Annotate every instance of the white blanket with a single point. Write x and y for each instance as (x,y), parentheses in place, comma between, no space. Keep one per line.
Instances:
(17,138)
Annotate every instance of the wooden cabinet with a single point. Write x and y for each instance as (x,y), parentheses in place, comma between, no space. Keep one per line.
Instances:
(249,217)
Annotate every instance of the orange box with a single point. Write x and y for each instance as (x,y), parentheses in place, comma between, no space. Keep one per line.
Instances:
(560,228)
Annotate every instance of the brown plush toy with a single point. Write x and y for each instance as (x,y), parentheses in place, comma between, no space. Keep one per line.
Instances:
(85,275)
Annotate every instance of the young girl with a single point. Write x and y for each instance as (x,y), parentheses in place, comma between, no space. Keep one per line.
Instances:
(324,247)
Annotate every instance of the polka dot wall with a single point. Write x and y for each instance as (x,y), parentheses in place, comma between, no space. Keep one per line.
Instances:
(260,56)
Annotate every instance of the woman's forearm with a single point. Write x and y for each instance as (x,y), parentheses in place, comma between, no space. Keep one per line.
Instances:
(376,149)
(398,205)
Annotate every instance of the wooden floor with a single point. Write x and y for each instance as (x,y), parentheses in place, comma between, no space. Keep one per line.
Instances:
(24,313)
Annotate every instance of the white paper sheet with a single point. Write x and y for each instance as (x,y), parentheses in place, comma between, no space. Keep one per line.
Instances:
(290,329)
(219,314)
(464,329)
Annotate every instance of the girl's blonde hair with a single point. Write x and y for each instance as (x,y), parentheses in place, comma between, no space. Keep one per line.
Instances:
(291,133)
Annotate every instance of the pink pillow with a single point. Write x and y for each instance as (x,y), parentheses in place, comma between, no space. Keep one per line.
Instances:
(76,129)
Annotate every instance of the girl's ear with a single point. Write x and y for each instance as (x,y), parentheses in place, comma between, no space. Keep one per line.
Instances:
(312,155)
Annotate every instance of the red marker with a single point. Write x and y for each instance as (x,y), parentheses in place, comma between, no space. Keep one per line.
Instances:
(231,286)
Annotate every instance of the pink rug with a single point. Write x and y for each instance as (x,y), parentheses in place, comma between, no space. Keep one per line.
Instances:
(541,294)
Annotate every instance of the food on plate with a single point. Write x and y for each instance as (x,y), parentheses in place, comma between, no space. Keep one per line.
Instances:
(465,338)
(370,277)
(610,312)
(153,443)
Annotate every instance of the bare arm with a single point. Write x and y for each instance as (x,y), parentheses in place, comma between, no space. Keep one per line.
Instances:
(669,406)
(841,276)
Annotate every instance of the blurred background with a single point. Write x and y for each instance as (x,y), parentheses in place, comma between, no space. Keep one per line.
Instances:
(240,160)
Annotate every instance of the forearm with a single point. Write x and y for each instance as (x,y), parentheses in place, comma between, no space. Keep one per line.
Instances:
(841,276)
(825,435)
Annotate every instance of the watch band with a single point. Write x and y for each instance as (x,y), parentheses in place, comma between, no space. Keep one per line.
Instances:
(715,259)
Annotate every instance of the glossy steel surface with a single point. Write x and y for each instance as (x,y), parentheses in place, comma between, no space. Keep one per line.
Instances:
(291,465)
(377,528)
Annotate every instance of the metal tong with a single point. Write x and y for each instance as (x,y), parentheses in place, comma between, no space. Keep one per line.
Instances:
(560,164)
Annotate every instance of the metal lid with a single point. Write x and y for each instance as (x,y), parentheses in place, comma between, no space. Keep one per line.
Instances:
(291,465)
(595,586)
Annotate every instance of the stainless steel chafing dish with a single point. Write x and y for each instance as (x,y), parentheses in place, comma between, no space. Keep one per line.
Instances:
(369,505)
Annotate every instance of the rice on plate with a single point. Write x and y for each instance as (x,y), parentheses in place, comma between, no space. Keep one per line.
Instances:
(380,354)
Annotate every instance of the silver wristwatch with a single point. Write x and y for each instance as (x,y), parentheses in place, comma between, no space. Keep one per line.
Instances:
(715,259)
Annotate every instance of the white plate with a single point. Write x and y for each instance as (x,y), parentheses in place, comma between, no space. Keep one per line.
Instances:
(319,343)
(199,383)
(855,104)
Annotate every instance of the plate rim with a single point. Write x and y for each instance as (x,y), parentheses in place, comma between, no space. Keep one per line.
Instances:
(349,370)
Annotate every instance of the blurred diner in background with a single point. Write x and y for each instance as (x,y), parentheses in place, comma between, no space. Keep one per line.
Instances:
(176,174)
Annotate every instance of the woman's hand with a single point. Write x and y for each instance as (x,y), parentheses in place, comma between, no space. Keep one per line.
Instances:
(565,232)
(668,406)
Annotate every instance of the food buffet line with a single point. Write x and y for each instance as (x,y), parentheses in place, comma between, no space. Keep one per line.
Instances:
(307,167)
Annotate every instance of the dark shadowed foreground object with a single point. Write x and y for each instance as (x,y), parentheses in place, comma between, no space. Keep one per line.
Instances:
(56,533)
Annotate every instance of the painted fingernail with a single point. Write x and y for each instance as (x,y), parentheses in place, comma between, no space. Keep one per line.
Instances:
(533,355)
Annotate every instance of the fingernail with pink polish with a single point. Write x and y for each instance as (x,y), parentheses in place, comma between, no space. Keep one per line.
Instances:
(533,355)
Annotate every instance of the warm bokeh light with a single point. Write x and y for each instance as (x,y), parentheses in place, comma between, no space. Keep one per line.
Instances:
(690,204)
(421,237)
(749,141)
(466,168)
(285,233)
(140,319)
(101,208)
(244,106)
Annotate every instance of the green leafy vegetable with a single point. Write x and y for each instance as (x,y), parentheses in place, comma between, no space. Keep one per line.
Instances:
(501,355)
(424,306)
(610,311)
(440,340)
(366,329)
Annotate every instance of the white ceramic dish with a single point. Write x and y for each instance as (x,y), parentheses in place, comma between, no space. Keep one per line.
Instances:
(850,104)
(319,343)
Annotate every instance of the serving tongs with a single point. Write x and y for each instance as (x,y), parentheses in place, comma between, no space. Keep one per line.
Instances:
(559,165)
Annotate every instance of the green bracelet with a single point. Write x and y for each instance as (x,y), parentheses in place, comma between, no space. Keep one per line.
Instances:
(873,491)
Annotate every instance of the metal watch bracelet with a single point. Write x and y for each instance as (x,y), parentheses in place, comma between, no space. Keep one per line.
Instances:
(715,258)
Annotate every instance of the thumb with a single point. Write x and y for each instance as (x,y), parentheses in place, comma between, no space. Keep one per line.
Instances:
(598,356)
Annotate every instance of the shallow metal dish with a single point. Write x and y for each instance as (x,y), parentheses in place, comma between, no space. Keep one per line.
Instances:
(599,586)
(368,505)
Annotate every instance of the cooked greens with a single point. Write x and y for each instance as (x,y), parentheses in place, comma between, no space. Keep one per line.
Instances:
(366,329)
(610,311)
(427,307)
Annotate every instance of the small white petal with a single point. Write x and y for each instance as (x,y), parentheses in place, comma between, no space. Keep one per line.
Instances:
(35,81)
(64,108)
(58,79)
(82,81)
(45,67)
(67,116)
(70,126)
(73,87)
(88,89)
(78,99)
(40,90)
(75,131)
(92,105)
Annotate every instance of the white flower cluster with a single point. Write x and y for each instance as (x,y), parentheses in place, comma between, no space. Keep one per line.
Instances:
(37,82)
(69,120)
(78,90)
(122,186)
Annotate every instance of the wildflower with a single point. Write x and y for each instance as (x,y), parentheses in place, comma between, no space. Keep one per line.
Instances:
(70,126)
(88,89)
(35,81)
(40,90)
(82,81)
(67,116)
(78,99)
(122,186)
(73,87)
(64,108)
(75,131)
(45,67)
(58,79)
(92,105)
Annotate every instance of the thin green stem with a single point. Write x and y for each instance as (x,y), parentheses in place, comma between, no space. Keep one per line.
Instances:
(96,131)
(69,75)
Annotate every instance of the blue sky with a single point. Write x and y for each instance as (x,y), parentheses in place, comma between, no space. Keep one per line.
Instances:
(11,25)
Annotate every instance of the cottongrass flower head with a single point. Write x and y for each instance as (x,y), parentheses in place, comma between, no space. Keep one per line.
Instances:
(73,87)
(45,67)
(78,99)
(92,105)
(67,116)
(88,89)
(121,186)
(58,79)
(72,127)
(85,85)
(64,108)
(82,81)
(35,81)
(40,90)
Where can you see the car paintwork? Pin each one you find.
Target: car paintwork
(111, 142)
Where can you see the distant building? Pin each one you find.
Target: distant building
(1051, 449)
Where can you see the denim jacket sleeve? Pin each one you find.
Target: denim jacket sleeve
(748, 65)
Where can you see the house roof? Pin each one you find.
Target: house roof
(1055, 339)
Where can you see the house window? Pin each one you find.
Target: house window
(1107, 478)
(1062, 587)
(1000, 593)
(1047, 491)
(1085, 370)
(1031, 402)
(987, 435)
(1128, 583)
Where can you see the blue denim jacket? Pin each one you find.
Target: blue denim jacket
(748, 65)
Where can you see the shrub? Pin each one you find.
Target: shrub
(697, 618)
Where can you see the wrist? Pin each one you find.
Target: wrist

**WORK TASK**
Looking through the listing above, state how many of its lines contain the string "Where". Write only the number.

**WRITTEN SOLUTION**
8